» Your task: Whenever a picture appears in the data, skip it and write out all other material exactly.

» Extracted records:
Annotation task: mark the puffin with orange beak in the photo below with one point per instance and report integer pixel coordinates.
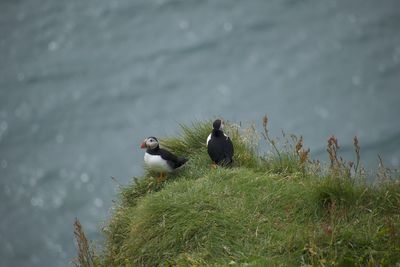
(158, 159)
(219, 145)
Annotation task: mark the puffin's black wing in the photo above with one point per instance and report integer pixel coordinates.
(171, 159)
(220, 150)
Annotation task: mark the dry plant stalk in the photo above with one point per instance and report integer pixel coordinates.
(301, 152)
(332, 151)
(268, 138)
(85, 254)
(357, 150)
(383, 172)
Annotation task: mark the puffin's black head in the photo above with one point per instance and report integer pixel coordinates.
(150, 142)
(218, 124)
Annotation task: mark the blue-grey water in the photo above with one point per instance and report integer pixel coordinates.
(83, 82)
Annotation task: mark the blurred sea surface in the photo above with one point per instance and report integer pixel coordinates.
(83, 82)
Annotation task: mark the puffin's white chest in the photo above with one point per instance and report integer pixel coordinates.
(156, 163)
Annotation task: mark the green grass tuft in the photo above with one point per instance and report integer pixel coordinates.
(264, 211)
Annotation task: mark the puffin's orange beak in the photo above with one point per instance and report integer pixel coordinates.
(143, 145)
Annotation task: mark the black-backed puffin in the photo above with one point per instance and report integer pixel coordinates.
(219, 145)
(158, 159)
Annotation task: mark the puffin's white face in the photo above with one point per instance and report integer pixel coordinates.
(150, 142)
(222, 125)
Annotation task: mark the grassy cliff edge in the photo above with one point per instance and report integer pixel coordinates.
(275, 210)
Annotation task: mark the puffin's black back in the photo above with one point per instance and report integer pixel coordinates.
(172, 160)
(220, 148)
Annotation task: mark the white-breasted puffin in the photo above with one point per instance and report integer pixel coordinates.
(219, 145)
(158, 159)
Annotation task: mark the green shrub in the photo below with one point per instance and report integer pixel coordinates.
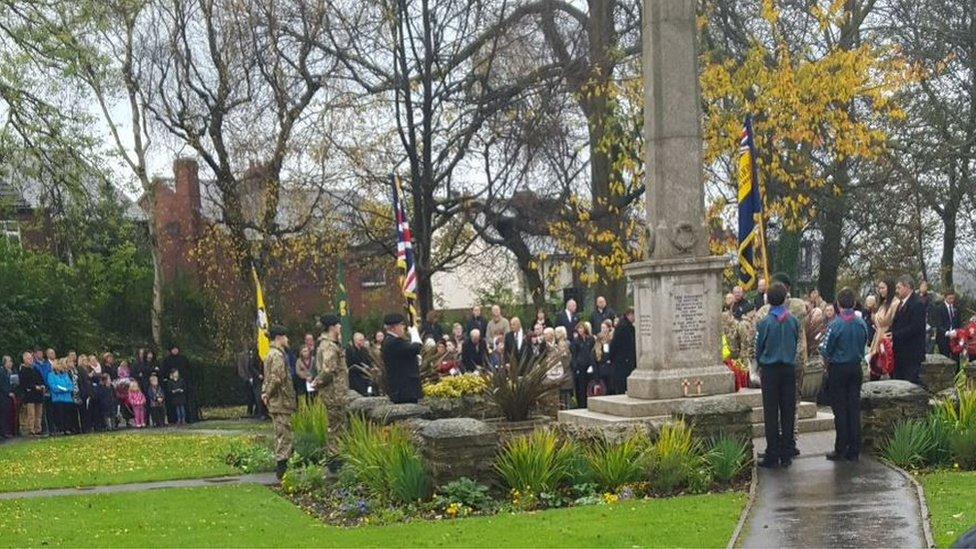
(384, 461)
(613, 465)
(908, 445)
(963, 447)
(535, 464)
(250, 456)
(673, 458)
(727, 458)
(311, 429)
(941, 431)
(303, 480)
(467, 493)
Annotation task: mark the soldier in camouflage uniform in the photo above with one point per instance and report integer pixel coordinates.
(278, 394)
(332, 380)
(797, 308)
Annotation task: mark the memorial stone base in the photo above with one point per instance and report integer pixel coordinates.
(678, 304)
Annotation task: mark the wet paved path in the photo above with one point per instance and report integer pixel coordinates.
(264, 479)
(818, 503)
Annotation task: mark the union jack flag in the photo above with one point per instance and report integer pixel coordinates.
(405, 261)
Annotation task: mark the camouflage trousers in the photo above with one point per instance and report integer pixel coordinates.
(336, 410)
(284, 437)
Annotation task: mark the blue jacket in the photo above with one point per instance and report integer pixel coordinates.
(777, 337)
(846, 337)
(45, 368)
(62, 389)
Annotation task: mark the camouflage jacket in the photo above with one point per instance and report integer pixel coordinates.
(332, 380)
(732, 333)
(278, 386)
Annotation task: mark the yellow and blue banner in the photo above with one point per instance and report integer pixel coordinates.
(752, 247)
(264, 343)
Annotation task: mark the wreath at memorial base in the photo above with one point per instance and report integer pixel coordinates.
(740, 370)
(964, 341)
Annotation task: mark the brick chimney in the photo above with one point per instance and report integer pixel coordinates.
(187, 185)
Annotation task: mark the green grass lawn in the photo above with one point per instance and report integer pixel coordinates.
(250, 516)
(116, 458)
(246, 425)
(951, 497)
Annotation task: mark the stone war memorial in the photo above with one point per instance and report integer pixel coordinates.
(678, 290)
(480, 273)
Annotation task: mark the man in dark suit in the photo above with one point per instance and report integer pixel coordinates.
(476, 322)
(908, 332)
(569, 319)
(601, 313)
(623, 353)
(945, 317)
(400, 358)
(517, 342)
(474, 352)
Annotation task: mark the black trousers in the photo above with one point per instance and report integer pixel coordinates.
(6, 415)
(844, 389)
(779, 409)
(158, 415)
(65, 417)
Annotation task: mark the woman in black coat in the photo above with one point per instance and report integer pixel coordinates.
(584, 361)
(623, 353)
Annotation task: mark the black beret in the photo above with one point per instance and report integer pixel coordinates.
(329, 321)
(393, 319)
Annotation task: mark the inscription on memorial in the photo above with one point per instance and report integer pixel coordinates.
(688, 323)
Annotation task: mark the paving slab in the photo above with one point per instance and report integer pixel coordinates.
(819, 503)
(264, 479)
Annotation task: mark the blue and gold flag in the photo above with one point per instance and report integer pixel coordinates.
(752, 249)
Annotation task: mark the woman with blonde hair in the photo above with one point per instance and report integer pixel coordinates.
(584, 361)
(881, 358)
(560, 357)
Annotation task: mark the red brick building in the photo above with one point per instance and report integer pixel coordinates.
(183, 213)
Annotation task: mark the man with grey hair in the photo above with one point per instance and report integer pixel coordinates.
(359, 362)
(908, 332)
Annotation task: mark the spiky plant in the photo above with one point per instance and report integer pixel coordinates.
(520, 385)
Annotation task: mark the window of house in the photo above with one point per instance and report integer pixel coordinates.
(374, 278)
(11, 232)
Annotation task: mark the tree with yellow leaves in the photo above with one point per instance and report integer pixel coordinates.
(821, 94)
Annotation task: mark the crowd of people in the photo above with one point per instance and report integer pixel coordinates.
(890, 330)
(587, 357)
(47, 395)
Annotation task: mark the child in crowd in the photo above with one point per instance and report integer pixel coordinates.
(137, 401)
(108, 405)
(157, 401)
(176, 388)
(777, 337)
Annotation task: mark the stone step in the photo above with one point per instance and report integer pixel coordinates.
(823, 421)
(806, 410)
(583, 416)
(625, 406)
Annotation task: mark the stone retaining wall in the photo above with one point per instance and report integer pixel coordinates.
(886, 403)
(459, 447)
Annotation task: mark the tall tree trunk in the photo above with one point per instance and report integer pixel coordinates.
(787, 254)
(156, 314)
(948, 261)
(832, 226)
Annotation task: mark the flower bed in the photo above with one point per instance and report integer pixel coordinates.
(383, 478)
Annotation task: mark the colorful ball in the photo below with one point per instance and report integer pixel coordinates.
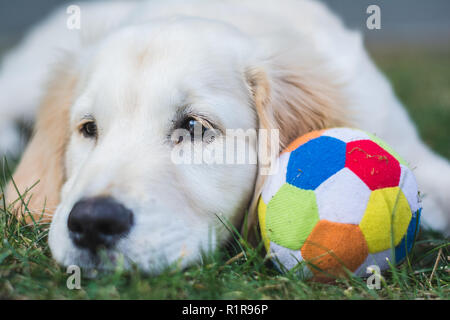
(342, 200)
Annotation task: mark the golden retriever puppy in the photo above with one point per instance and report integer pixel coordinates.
(142, 84)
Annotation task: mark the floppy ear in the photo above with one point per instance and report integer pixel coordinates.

» Task answer:
Annotation task: mark the puffin with orange beak in the photo below with one point per instance and report integer pixel coordinates.
(158, 159)
(219, 145)
Annotation task: mark the puffin's black wing in the photo above with one point per instance and report integer pixel coordinates.
(171, 159)
(220, 150)
Annotation task: mark the dry plant stalk in the photo above with one point per instance and report integer pixel coordinates.
(301, 152)
(332, 151)
(268, 138)
(85, 254)
(357, 150)
(383, 172)
Annotation task: mark the puffin's black head in the photo above with one point per instance and report integer pixel coordinates.
(150, 142)
(218, 124)
Annotation task: mark the blue-grey water in the photo above with one point per instance and report integer pixel coordinates.
(83, 82)
Annotation task: mark the blurred sea surface in the photo above with one point per instance and report integer pixel coordinates.
(83, 82)
Annotation task: mark the puffin's white chest in the photo above with one point per instance and report integer pixel coordinates.
(156, 163)
Annotation task: mark the green grass tuft in the photo above with one point per instance and report integer pixel coordinates.
(264, 211)
Annotation task: mark the puffin's orange beak in the photo above with one point per instance and report integer pixel coordinates.
(143, 145)
Annotation task: mark the black-backed puffin in the photo above with one point per instance and report integer pixel coordinates.
(219, 145)
(158, 159)
Annotation task: mark the puffin's white face in the photo above with one point per instance and report integer pixel coordinates.
(150, 142)
(222, 125)
Annotation task: mark the grassy cliff edge in the photo above with one point per instance and report integer pixel coordinates.
(275, 210)
Annotation task: mark the puffin's black back in the photo above with one point per instance and report integer pixel coordinates.
(172, 160)
(220, 148)
Annotation task: mark the white-breasted puffin in the photo above with one point per instance and report integer pixel coordinates.
(219, 145)
(158, 159)
Annotation task: mark the green shrub in the photo below with one point per instance and report integer pixel coordinates.
(384, 461)
(613, 465)
(908, 445)
(963, 447)
(535, 464)
(250, 456)
(673, 458)
(727, 458)
(311, 429)
(941, 431)
(303, 480)
(467, 493)
Annotation task: mark the soldier in camouflage uniform in the photo above with one point per instance and report integer pixel coordinates.
(278, 394)
(332, 380)
(797, 308)
Annotation task: mark the memorial stone base in the photo above with one point per instance and report integer pixel coordinates.
(678, 304)
Annotation task: mark the wet paved path in the photo above with one point per instance and report integer pixel coordinates.
(264, 479)
(818, 503)
Annotation task: mark the union jack flag in the photo above with one point per instance and report integer pixel coordinates.
(405, 261)
Annotation task: mark the camouflage trousers in the photo above with one point per instance and report integer pixel coordinates.
(336, 410)
(284, 437)
Annotation task: mark the blue jacket in the photo above with one point per instance and report integer pixel coordinates.
(777, 337)
(846, 337)
(45, 368)
(62, 389)
Annotation task: mark the camouflage jacket in the photo above with one point per instance and report integer pixel coordinates.
(332, 380)
(732, 333)
(278, 386)
Annotation task: mark the yellow and blue banner in the photo above with one point per instance and report integer pixel coordinates.
(752, 247)
(264, 343)
Annotation task: mark the wreath at memorial base in the photo above with one point per instance and report integer pixel coordinates.
(740, 370)
(964, 341)
Annotation task: mark the brick chimney in the photo above with one point per instance and report integer pixel coordinates.
(187, 185)
Annotation task: mark the green grass lawn in the photo above with one point per instance and report integer pixel coordinates.
(250, 516)
(116, 458)
(246, 425)
(951, 497)
Annotation task: mark the stone war memorial in the photo above with one point per instance and report integer pixel coordinates.
(678, 290)
(480, 273)
Annotation task: mark the man in dark suit in the photo above with one point per instance and report integer pixel coordinates.
(476, 322)
(908, 332)
(569, 319)
(601, 313)
(623, 353)
(945, 317)
(400, 358)
(517, 342)
(474, 352)
Annotation task: mark the black trousers in the photo above with one point per instance and report integer pixel coordinates.
(6, 415)
(844, 389)
(779, 409)
(158, 415)
(65, 417)
Annotation task: mark the woman in black coat in the photo above with one point per instance and report integer pixel coordinates.
(584, 361)
(623, 353)
Annotation task: mark the black beret in the photo above with one point per instance and report integer pixel coordinates.
(329, 321)
(393, 319)
Annotation task: mark the inscription on memorial in the photo above with one point per instance and report integer pixel coordinates.
(688, 323)
Annotation task: mark the paving slab in the photo above with one point per instance and report integer pixel coordinates.
(819, 503)
(264, 479)
Annotation task: mark the blue and gold flag in the photo above with one point per instance and report integer pixel coordinates.
(752, 249)
Annotation task: mark the woman with blonde hair in the photo above with one point per instance and report integer pixel coordinates.
(584, 361)
(881, 358)
(560, 357)
Annotation task: mark the red brick building in the photo above with one point per instance and report integer pixel coordinates.
(183, 213)
Annotation task: mark the man with grey hair in the photo above with one point per instance and report integer pixel coordinates.
(359, 362)
(908, 332)
Annotation task: mark the spiky plant in the photo above with one point per instance and report integer pixel coordinates.
(520, 385)
Annotation task: mark the window of house in the photo above with one point per instance and report integer pixel coordinates.
(374, 278)
(11, 232)
Annotation task: mark the tree with yellow leaves in the photo above with one point per instance and report integer pixel coordinates.
(821, 94)
Annotation task: mark the crowd of people in the photo above with one point per instance and report integer pixel coordinates.
(890, 330)
(587, 357)
(47, 395)
Annotation task: mark the child in crowd in the photo above with one point per instance and report integer pixel coordinates.
(137, 401)
(108, 405)
(157, 401)
(176, 388)
(777, 337)
Annotation task: mark the stone step in the photo above with one point per instance and report integer pixel coordinates.
(823, 421)
(806, 410)
(583, 416)
(625, 406)
Annotation task: mark the stone retaining wall in the photo above with one point per instance and report integer pixel coordinates.
(886, 403)
(459, 447)
Annotation task: mark the tall tree trunk in the photo above with one point per instance and report integer pixel coordinates.
(787, 254)
(156, 314)
(948, 261)
(832, 226)
Annotation task: mark the flower bed in the photo above with one point per instance and report integer pixel coordinates.
(383, 478)
Annotation task: mark the colorful ball in the photo below with one point per instance and report integer pixel coordinates.
(342, 200)
Annotation task: mark the golden retriever puppy in the photo above with one point per instance and report integer pixel coordinates.
(142, 84)
Annotation task: mark the floppy ear in the photo above with one point per instance and report integer pixel coordinates.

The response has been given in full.